> SHORT EXERCISE A
Return the passage about David word for word.

David was the man of God’s own choosing. The great mystery was not that David loved God but that God chose David. If you think about it, that is also true of all who are in Christ. And in choosing David, you will remember, He promised him. He promised him that he would make of him a great name, He promised him that He would establish his throne, and He promised him that even when he did wrong, He would discipline him. But then, He said, “my steadfast love will not depart from him.” The covenant love of God: “I have made a commitment to him, and I will not go back on that commitment.” And that is all contained in a prophecy that came to David in chapter 7 of 2 Samuel.

But those of us who have been following along know that Nathan the prophet came also to speak the word to David on a different day. He came to confront him, you will remember, with the sin of his adultery and of his attempt at covering it up by the murder of his friend. And so that provides for us something of a panoramic background that allows us then to come to verse 21 and say, “Wow! Look at how David sees himself.” Look at how he sees himself: “The Lord dealt with me according to my righteousness … the cleanness of my hands …. His rules were before me, [I never turned] from His statutes …. I was blameless … I kept myself from guilt.” Again, 25, as in 21: “The Lord has rewarded me according to my righteousness, according to my cleanness in His sight.”

> DATA SUPPLIED
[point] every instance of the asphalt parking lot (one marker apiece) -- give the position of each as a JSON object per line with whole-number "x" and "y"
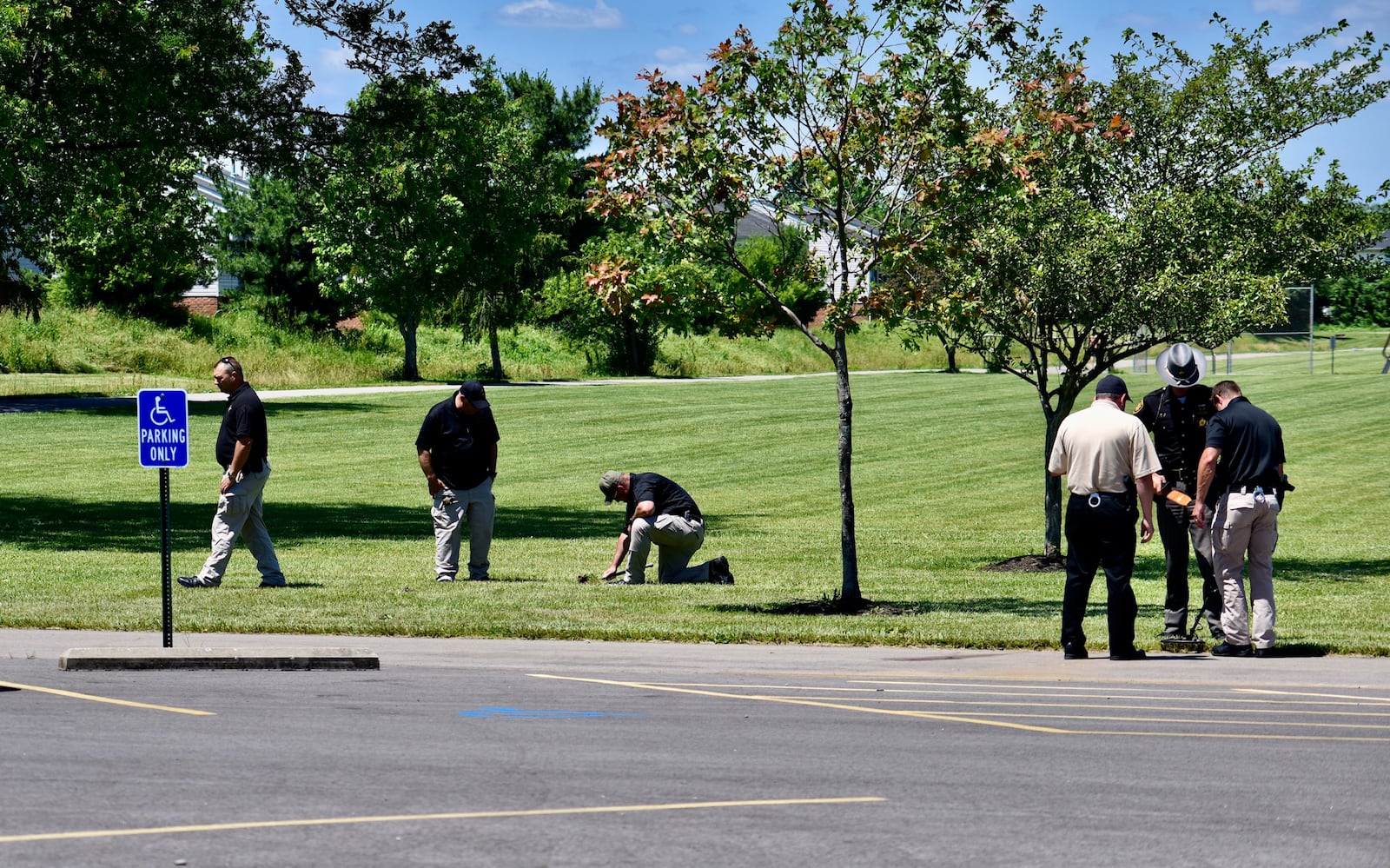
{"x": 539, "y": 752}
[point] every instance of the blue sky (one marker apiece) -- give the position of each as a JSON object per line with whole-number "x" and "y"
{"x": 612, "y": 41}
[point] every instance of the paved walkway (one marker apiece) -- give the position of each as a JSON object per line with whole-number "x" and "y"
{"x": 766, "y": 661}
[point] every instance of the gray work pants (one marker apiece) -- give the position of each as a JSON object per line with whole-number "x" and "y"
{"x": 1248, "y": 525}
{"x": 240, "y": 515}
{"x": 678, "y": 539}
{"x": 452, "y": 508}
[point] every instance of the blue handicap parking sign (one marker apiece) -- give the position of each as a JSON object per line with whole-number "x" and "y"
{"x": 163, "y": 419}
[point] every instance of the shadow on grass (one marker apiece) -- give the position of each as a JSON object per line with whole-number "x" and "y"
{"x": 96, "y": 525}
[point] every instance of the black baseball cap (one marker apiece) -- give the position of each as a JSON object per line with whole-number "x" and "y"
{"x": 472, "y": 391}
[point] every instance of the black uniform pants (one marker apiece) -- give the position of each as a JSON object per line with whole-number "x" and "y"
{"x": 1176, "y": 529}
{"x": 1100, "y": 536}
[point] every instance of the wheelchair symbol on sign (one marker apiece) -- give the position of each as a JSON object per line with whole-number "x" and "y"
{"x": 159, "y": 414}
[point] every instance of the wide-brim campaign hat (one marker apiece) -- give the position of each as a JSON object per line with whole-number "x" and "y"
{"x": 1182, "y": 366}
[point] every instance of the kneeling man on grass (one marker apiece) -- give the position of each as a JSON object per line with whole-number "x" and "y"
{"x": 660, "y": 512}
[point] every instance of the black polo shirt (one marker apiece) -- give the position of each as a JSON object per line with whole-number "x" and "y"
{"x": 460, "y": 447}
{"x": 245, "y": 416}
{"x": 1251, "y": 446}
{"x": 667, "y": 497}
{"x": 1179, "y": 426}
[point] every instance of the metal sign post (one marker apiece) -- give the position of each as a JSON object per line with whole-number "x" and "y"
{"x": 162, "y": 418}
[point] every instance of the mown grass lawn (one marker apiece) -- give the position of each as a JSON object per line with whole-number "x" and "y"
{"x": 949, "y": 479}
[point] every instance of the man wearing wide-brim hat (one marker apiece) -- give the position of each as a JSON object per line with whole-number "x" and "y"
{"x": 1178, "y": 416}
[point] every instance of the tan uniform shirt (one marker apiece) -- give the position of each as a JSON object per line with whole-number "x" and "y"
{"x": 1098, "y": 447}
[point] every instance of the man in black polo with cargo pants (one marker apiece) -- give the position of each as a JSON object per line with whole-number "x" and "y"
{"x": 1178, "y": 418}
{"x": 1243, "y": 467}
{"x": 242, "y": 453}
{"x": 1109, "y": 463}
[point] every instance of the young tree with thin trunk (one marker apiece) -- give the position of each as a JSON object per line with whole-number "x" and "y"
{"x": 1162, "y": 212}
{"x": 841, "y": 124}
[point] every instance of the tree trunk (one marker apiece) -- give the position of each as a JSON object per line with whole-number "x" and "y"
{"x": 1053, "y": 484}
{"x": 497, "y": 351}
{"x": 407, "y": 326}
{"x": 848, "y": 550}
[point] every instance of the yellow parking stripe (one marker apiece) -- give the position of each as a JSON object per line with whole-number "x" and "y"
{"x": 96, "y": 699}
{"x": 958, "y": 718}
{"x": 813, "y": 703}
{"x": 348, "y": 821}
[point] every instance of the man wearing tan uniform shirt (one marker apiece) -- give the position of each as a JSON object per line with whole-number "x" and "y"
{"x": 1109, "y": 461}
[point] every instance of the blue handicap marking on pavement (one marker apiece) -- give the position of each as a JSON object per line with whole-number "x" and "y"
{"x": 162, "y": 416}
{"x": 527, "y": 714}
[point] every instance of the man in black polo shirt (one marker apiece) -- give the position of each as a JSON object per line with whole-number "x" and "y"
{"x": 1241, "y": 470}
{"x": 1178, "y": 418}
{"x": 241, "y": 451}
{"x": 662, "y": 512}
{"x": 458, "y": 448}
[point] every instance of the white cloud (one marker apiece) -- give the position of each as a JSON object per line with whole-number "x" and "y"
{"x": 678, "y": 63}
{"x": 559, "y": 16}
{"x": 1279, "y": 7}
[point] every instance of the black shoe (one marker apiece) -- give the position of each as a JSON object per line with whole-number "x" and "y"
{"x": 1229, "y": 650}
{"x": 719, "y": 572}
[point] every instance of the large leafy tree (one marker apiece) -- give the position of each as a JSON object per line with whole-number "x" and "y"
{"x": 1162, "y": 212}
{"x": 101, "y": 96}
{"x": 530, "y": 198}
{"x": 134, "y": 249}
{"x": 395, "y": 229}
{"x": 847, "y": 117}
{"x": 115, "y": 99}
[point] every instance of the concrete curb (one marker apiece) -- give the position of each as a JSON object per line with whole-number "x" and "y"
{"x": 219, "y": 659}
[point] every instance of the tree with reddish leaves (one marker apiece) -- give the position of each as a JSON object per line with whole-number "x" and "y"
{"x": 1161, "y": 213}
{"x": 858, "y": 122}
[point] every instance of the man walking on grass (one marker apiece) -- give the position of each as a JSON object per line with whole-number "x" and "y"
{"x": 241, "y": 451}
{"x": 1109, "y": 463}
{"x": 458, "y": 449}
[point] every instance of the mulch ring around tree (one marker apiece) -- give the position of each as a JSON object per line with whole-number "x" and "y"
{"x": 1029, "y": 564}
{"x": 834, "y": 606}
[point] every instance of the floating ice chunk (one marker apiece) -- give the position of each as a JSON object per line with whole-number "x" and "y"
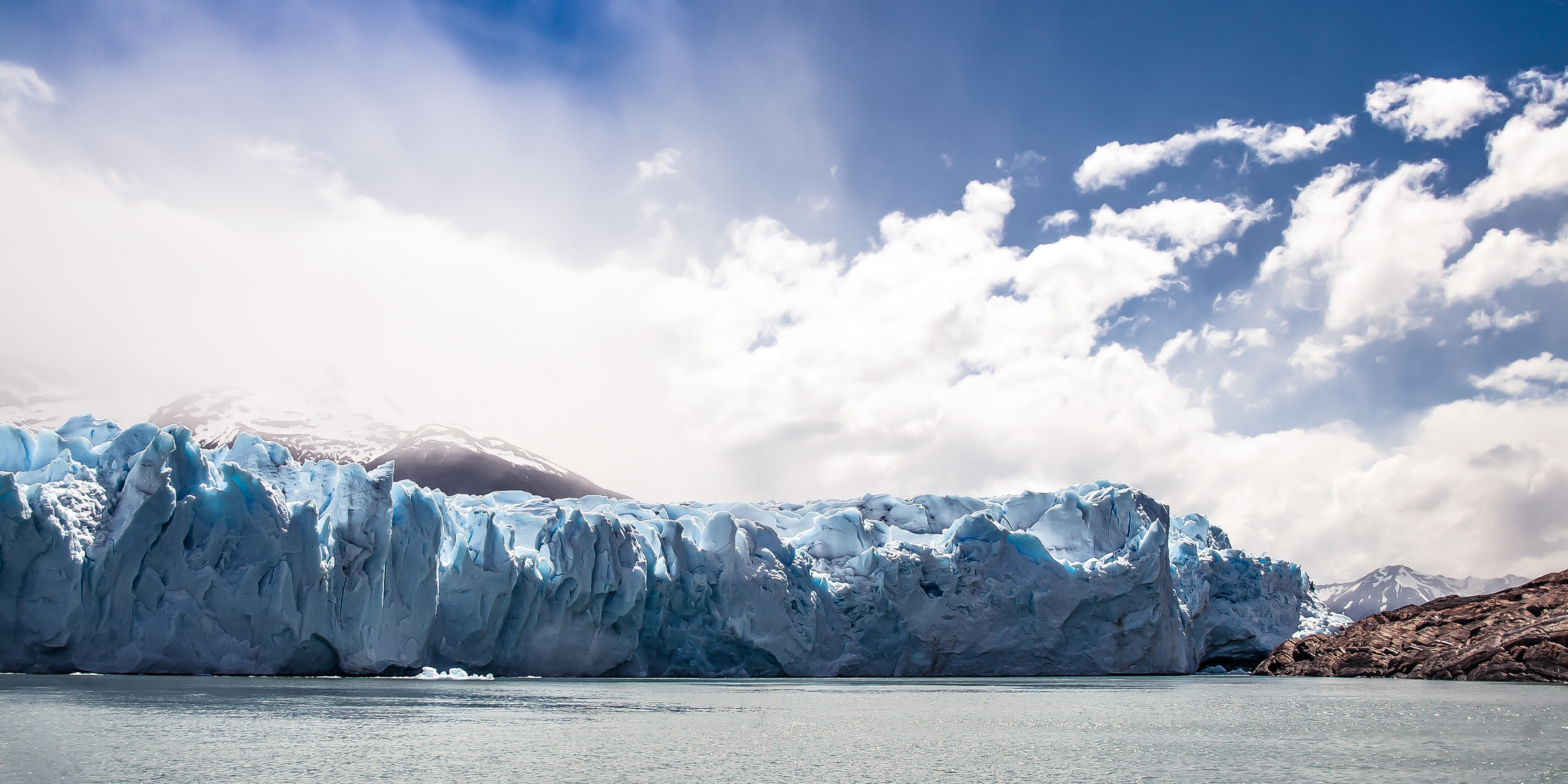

* * *

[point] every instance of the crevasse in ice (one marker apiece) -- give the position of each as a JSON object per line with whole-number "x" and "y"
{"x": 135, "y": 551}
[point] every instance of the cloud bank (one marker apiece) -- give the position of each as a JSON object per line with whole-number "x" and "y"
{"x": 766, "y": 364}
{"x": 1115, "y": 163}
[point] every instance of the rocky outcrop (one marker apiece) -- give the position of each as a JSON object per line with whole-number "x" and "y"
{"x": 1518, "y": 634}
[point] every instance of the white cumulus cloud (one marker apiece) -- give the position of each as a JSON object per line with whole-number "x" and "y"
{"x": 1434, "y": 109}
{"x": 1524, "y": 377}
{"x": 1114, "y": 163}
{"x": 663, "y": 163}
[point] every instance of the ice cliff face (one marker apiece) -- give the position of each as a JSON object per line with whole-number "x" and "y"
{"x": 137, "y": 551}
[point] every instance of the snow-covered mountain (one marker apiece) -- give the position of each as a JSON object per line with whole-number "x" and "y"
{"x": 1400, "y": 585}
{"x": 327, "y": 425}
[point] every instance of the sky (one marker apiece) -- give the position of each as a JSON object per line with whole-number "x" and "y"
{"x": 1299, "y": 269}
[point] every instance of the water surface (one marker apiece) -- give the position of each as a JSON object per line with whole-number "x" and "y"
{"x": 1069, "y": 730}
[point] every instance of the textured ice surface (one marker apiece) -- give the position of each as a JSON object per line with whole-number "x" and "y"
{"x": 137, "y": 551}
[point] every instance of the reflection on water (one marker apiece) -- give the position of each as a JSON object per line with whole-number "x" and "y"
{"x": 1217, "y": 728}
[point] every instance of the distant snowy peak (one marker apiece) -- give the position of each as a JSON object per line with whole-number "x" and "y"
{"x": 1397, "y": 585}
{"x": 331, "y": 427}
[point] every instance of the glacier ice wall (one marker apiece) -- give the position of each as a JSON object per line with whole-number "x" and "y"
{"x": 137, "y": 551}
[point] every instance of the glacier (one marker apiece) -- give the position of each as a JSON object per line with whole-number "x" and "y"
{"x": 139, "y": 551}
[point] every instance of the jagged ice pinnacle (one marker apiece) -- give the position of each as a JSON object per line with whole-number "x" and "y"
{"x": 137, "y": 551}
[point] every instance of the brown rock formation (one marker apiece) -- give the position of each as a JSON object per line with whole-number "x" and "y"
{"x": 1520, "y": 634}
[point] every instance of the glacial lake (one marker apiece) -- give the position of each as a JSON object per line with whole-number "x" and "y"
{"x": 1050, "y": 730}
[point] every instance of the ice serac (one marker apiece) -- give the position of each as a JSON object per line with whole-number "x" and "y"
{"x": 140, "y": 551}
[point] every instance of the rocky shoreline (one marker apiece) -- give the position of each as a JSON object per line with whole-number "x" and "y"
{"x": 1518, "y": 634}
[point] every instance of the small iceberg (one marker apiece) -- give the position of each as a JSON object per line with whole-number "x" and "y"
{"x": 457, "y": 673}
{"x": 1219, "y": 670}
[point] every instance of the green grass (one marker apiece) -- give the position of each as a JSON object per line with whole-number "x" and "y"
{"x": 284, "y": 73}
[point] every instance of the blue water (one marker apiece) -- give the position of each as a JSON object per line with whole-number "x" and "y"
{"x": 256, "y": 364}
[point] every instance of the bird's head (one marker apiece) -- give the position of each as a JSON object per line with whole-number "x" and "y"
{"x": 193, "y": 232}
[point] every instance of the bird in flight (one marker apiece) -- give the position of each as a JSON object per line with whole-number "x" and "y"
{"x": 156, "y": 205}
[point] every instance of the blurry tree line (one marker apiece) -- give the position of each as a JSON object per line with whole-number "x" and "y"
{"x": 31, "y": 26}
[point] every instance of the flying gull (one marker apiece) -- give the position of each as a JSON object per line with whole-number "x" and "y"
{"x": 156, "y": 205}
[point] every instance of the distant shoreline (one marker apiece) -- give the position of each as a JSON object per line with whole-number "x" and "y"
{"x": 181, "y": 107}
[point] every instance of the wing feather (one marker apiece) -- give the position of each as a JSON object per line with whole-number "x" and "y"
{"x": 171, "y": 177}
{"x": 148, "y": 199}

> SHORT EXERCISE B
Retype the lines of the records from the line with "[point] every instance of the man walking" to the line with "[point] every instance of the floating", both included, without any changes.

> WRITTEN SOLUTION A
David was the man of God’s own choosing. The great mystery was not that David loved God but that God chose David. If you think about it, that is also true of all who are in Christ. And in choosing David, you will remember, He promised him. He promised him that he would make of him a great name, He promised him that He would establish his throne, and He promised him that even when he did wrong, He would discipline him. But then, He said, “my steadfast love will not depart from him.” The covenant love of God: “I have made a commitment to him, and I will not go back on that commitment.” And that is all contained in a prophecy that came to David in chapter 7 of 2 Samuel.

But those of us who have been following along know that Nathan the prophet came also to speak the word to David on a different day. He came to confront him, you will remember, with the sin of his adultery and of his attempt at covering it up by the murder of his friend. And so that provides for us something of a panoramic background that allows us then to come to verse 21 and say, “Wow! Look at how David sees himself.” Look at how he sees himself: “The Lord dealt with me according to my righteousness … the cleanness of my hands …. His rules were before me, [I never turned] from His statutes …. I was blameless … I kept myself from guilt.” Again, 25, as in 21: “The Lord has rewarded me according to my righteousness, according to my cleanness in His sight.”

> WRITTEN SOLUTION B
[point] every instance of the man walking on grass (one marker apiece) -- give the position of each as a JSON object per line with whole-number "x" and "y"
{"x": 241, "y": 451}
{"x": 1109, "y": 463}
{"x": 458, "y": 449}
[point] every instance of the mulch ring around tree (one marker apiece) -- give the position of each as a JSON object per line with whole-number "x" and "y"
{"x": 1029, "y": 564}
{"x": 834, "y": 606}
[point] every instance of the floating ice chunk (one marker apiece) -- give the position of each as a JSON object per line with whole-number "x" and "y"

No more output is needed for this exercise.